Parts of the exercise:
**a.** According to the GlobalForecastDataModule documentation, what is the default value of batch_size?
**b.** In the GlobalForecastDataModule documentation, what role does the buffer_size parameter play, and must it be supplied?
**c.** Translate the summary line "DataModule for global forecast data." from the GlobalForecastDataModule documentation into Spanish.

Skip to content

Global Forecasting¤

GlobalForecastDataModule ¤

Bases: LightningDataModule

DataModule for global forecast data.

Parameters:

Name Type Description Default
root_dir str

Root directory for sharded data.

required
variables list

List of input variables.

required
buffer_size int

Buffer size for shuffling.

required
out_variables list

List of output variables.

None
predict_range int

Predict range.

6
hrs_each_step int

Hours each step.

1
batch_size int

Batch size.

64
num_workers int

Number of workers.

0
pin_memory bool

Whether to pin memory.

False
Source code in src/climax/global_forecast/datamodule.py
class GlobalForecastDataModule(LightningDataModule):
    """DataModule for global forecast data.

    Args:
        root_dir (str): Root directory for sharded data.
        variables (list): List of input variables.
        buffer_size (int): Buffer size for shuffling.
        out_variables (list, optional): List of output variables.
        predict_range (int, optional): Predict range.
        hrs_each_step (int, optional): Hours each step.
        batch_size (int, optional): Batch size.
        num_workers (int, optional): Number of workers.
        pin_memory (bool, optional): Whether to pin memory.
    """

    def __init__(
        self,
        root_dir,
        variables,
        buffer_size,
        out_variables=None,
        predict_range: int = 6,
        hrs_each_step: int = 1,
        batch_size: int = 64,
        num_workers: int = 0,
        pin_memory: bool = False,
    ):
        super().__init__()

Listed records:
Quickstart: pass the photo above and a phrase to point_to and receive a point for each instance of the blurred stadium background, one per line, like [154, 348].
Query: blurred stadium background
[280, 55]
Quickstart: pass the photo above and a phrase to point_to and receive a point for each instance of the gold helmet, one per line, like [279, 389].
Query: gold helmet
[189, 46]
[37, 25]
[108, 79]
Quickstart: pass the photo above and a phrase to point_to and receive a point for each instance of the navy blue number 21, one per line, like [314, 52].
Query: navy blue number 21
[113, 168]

---

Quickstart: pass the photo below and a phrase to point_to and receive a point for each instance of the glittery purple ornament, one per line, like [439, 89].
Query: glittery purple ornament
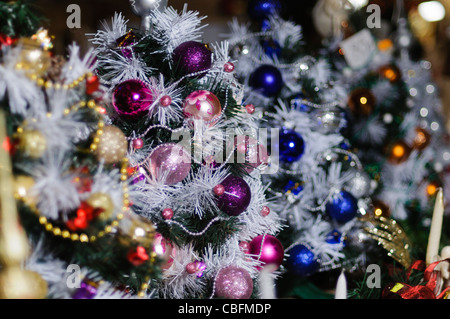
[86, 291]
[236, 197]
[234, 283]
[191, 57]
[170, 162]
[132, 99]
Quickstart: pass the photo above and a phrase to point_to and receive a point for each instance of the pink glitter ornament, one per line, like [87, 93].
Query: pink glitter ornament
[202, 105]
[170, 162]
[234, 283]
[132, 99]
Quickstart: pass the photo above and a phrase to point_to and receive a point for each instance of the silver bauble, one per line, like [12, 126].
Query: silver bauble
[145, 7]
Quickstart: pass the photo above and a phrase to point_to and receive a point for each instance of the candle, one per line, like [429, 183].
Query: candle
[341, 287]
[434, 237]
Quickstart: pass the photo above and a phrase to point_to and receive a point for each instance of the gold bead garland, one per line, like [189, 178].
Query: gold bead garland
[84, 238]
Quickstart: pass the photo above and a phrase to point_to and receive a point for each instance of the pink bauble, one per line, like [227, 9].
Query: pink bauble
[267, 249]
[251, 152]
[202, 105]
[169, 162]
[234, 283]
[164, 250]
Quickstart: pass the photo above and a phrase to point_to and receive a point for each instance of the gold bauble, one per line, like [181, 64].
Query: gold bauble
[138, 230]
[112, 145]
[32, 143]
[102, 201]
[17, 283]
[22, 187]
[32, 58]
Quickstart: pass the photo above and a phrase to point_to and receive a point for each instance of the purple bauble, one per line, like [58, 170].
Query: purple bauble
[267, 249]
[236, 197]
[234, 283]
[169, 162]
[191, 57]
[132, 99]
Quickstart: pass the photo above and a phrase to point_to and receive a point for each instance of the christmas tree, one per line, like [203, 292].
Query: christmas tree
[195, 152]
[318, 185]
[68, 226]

Answers for the tasks:
**a.** 64

**b.** The buffer_size parameter is an integer that sets the buffer size used for shuffling. It has no default value and is listed as required, so it must be supplied.

**c.** DataModule para datos de pronóstico global.